Exercise objective — Omit all pictures, then retype the data exactly as given.

-- Begin Dataset content --

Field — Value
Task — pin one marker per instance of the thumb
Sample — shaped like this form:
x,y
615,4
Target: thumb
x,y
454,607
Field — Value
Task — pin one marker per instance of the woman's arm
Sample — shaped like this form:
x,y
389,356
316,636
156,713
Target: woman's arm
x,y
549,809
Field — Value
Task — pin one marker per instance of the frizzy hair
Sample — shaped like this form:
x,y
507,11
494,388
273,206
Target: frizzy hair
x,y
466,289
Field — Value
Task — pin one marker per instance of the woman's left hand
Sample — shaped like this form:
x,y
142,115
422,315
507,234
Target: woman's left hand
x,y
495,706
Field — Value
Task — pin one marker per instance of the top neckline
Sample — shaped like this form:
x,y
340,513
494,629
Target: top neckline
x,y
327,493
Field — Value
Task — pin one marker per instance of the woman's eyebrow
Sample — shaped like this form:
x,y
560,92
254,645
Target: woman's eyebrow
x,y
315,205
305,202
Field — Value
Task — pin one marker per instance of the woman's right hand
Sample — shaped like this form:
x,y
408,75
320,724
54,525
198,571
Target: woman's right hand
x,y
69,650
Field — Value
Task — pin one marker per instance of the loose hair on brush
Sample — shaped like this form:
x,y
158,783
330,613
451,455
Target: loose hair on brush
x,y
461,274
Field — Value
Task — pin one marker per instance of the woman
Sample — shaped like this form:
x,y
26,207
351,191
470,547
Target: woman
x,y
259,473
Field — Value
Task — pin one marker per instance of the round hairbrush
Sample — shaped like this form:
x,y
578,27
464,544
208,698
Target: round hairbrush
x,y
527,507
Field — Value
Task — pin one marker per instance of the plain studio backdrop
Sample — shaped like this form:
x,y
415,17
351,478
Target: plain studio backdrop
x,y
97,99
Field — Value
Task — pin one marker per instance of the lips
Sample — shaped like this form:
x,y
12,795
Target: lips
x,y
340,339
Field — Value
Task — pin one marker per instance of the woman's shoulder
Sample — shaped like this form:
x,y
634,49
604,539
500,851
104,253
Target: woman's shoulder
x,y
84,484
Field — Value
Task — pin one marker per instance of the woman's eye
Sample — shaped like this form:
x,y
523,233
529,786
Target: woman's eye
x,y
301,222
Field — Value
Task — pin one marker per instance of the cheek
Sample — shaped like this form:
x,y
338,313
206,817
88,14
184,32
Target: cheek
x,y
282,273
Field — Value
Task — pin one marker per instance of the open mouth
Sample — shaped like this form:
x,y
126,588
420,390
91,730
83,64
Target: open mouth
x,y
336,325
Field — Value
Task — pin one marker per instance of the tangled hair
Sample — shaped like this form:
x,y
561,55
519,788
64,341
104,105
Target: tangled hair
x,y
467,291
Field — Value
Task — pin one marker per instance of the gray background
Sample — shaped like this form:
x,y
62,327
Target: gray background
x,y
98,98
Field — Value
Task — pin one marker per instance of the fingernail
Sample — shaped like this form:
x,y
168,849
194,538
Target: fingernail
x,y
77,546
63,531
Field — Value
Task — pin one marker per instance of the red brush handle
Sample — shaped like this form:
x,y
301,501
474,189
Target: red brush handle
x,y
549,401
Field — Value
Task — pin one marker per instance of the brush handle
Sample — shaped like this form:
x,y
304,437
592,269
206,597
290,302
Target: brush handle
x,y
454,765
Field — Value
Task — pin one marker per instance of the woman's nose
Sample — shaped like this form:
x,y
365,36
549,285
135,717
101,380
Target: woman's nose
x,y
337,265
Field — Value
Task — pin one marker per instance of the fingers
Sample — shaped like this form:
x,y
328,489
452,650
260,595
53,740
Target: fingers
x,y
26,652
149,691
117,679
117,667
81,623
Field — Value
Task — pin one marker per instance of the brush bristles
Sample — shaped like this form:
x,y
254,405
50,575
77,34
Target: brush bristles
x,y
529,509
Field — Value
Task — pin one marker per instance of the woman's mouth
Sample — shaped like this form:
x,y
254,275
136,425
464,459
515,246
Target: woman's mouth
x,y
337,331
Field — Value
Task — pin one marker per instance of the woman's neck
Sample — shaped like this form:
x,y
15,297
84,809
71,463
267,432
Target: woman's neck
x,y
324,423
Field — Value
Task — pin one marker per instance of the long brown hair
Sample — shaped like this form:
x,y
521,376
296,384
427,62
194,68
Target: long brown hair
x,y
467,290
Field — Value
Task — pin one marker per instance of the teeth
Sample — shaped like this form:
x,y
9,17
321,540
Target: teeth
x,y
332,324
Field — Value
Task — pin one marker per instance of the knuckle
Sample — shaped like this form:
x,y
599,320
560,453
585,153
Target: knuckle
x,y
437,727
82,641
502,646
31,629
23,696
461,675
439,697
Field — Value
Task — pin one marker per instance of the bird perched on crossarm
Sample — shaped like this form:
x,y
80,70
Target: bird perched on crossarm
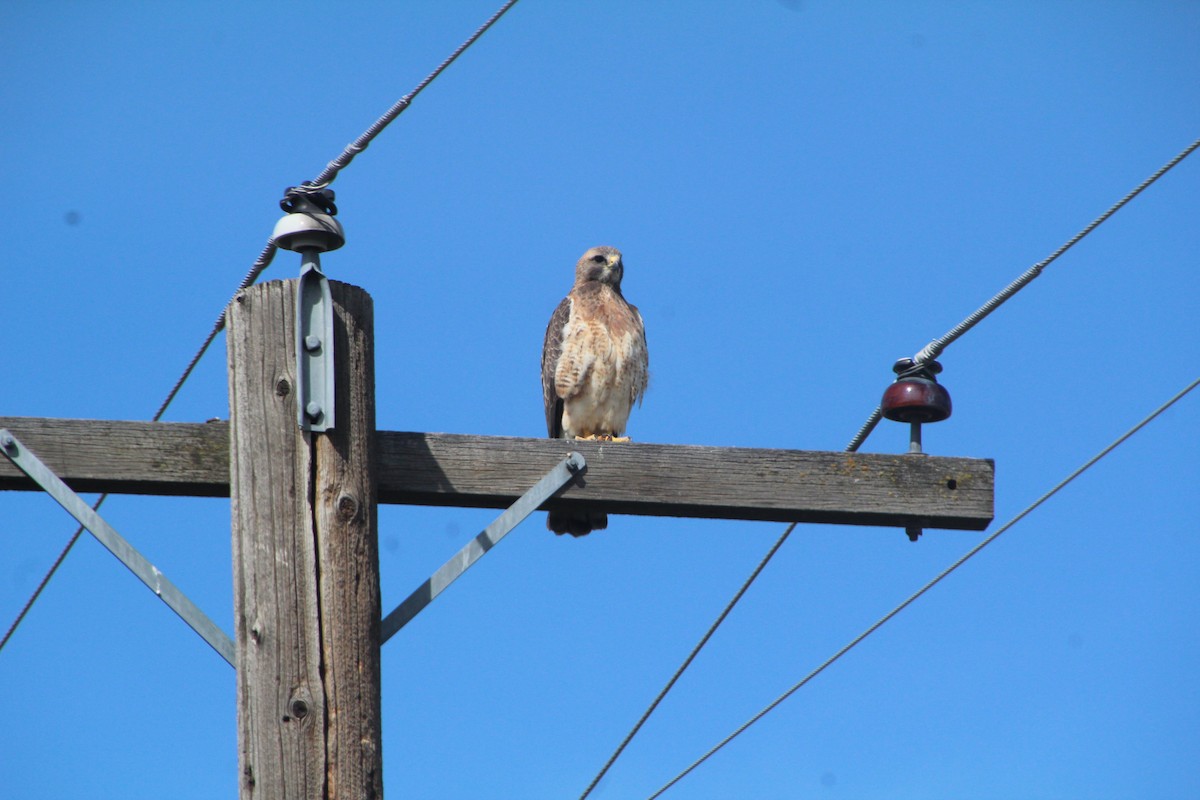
x,y
594,366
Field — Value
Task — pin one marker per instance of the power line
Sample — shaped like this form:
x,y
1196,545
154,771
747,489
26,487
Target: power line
x,y
929,353
929,585
937,346
259,265
688,661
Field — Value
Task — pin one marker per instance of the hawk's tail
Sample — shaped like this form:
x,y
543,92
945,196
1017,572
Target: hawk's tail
x,y
576,523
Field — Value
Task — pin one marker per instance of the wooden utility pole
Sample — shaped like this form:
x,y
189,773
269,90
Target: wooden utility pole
x,y
306,560
305,539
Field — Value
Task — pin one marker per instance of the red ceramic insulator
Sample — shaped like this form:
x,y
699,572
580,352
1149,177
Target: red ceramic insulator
x,y
916,400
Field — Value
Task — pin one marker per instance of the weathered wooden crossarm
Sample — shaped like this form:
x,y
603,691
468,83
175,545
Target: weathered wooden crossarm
x,y
491,471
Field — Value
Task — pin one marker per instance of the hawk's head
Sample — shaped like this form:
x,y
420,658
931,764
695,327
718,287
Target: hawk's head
x,y
600,264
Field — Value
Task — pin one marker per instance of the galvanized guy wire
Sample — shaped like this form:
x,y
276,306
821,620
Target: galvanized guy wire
x,y
258,266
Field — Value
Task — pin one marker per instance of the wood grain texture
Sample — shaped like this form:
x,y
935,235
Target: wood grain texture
x,y
281,702
348,552
492,471
306,578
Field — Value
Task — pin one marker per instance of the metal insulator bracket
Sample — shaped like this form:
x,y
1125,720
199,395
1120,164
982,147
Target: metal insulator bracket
x,y
315,347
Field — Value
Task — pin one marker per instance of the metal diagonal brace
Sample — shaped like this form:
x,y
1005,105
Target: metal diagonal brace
x,y
117,545
449,572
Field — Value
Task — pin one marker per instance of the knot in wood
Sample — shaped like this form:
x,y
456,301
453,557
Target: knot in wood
x,y
347,506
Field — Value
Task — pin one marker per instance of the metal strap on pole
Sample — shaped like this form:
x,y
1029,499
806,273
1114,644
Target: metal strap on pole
x,y
449,572
117,545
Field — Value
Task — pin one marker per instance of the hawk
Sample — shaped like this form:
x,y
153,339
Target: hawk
x,y
594,366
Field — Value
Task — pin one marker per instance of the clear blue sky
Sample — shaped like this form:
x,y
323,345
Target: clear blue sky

-- End Dataset content --

Task result —
Field — Value
Task — pin one marker per instance of the thumb
Sample — shaped like this form:
x,y
615,4
Target: thumb
x,y
454,607
Field — Value
Task — pin one marker per instance of the woman's arm
Sample — shaped like this form:
x,y
389,356
316,636
156,713
Target: woman's arm
x,y
549,809
Field — Value
Task — pin one marker per instance of the frizzy hair
Sample — shaped like this form:
x,y
507,11
494,388
273,206
Target: frizzy hair
x,y
466,289
Field — Value
Task — pin one marker per instance of the woman's left hand
Sample — shaped like this form:
x,y
142,115
422,315
507,234
Target: woman's left hand
x,y
495,706
Field — Value
Task — pin one marker per instance of the top neckline
Sample — shaped like this form:
x,y
340,513
494,629
Target: top neckline
x,y
327,493
Field — Value
Task — pin one marker per instance of the woman's eyebrow
Sample — shaped like this form:
x,y
560,92
254,645
Target: woman's eyebrow
x,y
315,205
305,202
Field — Value
Task — pin one marker per instance of the woman's right hand
Sample — shaped like this form:
x,y
408,75
320,724
54,525
198,571
Target: woman's right hand
x,y
69,650
Field — Value
Task — pin one marker per instance of the loose hair on brush
Sample — shaped like this form:
x,y
158,783
330,613
451,455
Target: loose hair on brush
x,y
461,274
Field — Value
Task — pin one marker per instance of the woman
Sample — shaped like this form:
x,y
26,207
351,191
470,547
Target: woman
x,y
259,473
Field — Value
Task — pin one marker per instance of the round hairbrush
Sample — shaped like this form:
x,y
578,27
464,544
208,698
Target: round hairbrush
x,y
527,507
Field — Value
Task — pin one marker per instance of the plain studio backdrop
Sample — shaped like this form:
x,y
415,17
351,478
Target: plain studio backdrop
x,y
97,99
Field — Value
Task — pin one marker per instance of the lips
Sample — shaped like this form:
x,y
12,795
Target: lips
x,y
340,339
Field — Value
Task — pin one marker per instance of the woman's shoulder
Sample — shaped like this form:
x,y
634,49
604,539
500,851
104,253
Target: woman's shoulder
x,y
84,484
Field — Value
Task — pin one marker per instance of the woman's eye
Sample — shaped like this form:
x,y
523,233
529,786
Target: woman's eye
x,y
301,222
Field — Value
Task — pin one marker per instance of the cheek
Sample — shaped like this form:
x,y
338,313
206,817
88,14
184,32
Target: cheek
x,y
282,273
Field — Value
Task — pin one marker per instance of the open mouth
Sample — shaped like this form:
x,y
126,588
420,390
91,730
83,64
Target: open mouth
x,y
336,325
Field — Value
Task — pin one marker per instance of the tangled hair
Sample — shaped like this form:
x,y
561,55
519,788
64,341
104,105
Target: tangled hair
x,y
467,291
Field — Value
Task — pin one marker per instance of the gray background
Sample — shaped like this form:
x,y
62,327
Target: gray background
x,y
98,98
Field — Value
Task — pin one marker per instance of the fingernail
Sample — shaped like this form:
x,y
168,849
194,538
Target: fingernail
x,y
77,546
63,531
Field — Value
Task — pin one marker per instance of the red brush handle
Sample — shaped like this form:
x,y
301,501
474,189
Target: red brush handle
x,y
549,401
Field — Value
Task — pin one marker per instance of the brush handle
Sample — shaped like this form:
x,y
304,437
592,269
206,597
290,302
Target: brush handle
x,y
454,765
Field — Value
Task — pin one marker per instance of the woman's nose
Sample — shaped like this form:
x,y
365,36
549,285
135,717
101,380
Target: woman's nose
x,y
337,265
Field — Value
Task — pin one marker per instance of the fingers
Sample — shaped like this form:
x,y
328,489
452,650
260,595
53,740
Target: fingers
x,y
26,652
149,691
117,679
117,667
81,623
Field — Value
Task — pin one marker per instance of the brush bristles
Sample — shaped like this form:
x,y
254,405
50,575
77,34
Target: brush bristles
x,y
529,509
Field — Value
Task — pin one marker per instance of the woman's mouth
Sample — shaped like this form:
x,y
254,275
136,425
464,459
515,246
Target: woman's mouth
x,y
337,331
Field — Value
Task — pin one marker per instance of the woman's neck
Sample — shaped like this form:
x,y
15,297
84,809
71,463
267,432
Target: woman's neck
x,y
324,423
Field — Value
Task — pin one marker per instance of the long brown hair
Sample — shaped like this form:
x,y
521,376
296,384
427,62
194,68
Target: long brown hair
x,y
467,290
Field — Value
Task — pin one marker per instance of the teeth
Sample — shaped like this form:
x,y
9,17
321,540
Target: teeth
x,y
332,324
Field — Value
Task — pin one marker per instance of the knuckle
Sample — shaped like this form:
x,y
599,320
560,453
585,153
Target: knuckle
x,y
437,727
82,641
502,646
31,629
23,696
461,675
439,697
Field — Value
Task — pin one marker per instance of the bird perched on crossarm
Sample — shaped like this form:
x,y
80,70
Target: bird perched on crossarm
x,y
594,366
Field — Value
Task — pin one marker per instance of the power line
Sample — shaped like this form:
x,y
1196,545
154,771
747,489
26,487
Target: power line
x,y
929,353
929,585
937,346
259,265
688,661
Field — Value
Task — pin one marker per instance of the hawk's tail
Sample — shaped like this form:
x,y
543,92
945,196
1017,572
Target: hawk's tail
x,y
576,523
Field — Value
Task — pin one marker per instance of the wooden utility pole
Sample — shaped like this form:
x,y
189,773
269,90
Target: wooden utility pole
x,y
306,560
305,539
Field — Value
Task — pin one marker per instance of the red ceramic insulator
Sample — shaped like this form:
x,y
699,572
580,352
1149,177
Target: red ceramic insulator
x,y
916,400
Field — Value
Task — pin one marker per instance of the weathered wooden crossarm
Sample — shaped like this form:
x,y
603,691
468,83
175,545
Target: weathered wooden crossarm
x,y
491,471
Field — Value
Task — pin one marker per instance of the hawk's head
Sample — shaped like this form:
x,y
420,658
931,764
695,327
718,287
Target: hawk's head
x,y
600,264
Field — Value
Task — pin one marker per instance of the galvanized guy wire
Sample — shaped like this form:
x,y
276,306
821,620
Target: galvanized guy wire
x,y
258,266
Field — Value
Task — pin one marker per instance of the wood grain texture
Sample — shaped like this form:
x,y
935,235
Target: wood grain texture
x,y
281,702
348,552
492,471
306,578
Field — Value
Task — pin one marker per instance of the metal insulator bracket
Sample — shaped like this form:
x,y
1125,720
199,395
1120,164
982,147
Target: metal insulator bracket
x,y
315,347
Field — Value
Task — pin one marker per instance of the metal diagonal brace
Sample — shaped like this form:
x,y
1005,105
Target: metal diagonal brace
x,y
117,545
449,572
Field — Value
Task — pin one marker per instance of the knot in wood
Sample — shaped like this form:
x,y
456,301
453,557
Target: knot in wood
x,y
347,506
Field — Value
Task — pin one marker per instance of the metal strap on pole
Sample — shaped like this form:
x,y
1029,499
806,273
1114,644
Target: metal strap on pole
x,y
449,572
117,545
Field — Value
Task — pin one marker per instance of the hawk
Sample — shaped like this form:
x,y
153,339
Target: hawk
x,y
594,366
Field — Value
Task — pin one marker per instance of the clear blue sky
Sample — shaped like this form:
x,y
323,345
Target: clear blue sky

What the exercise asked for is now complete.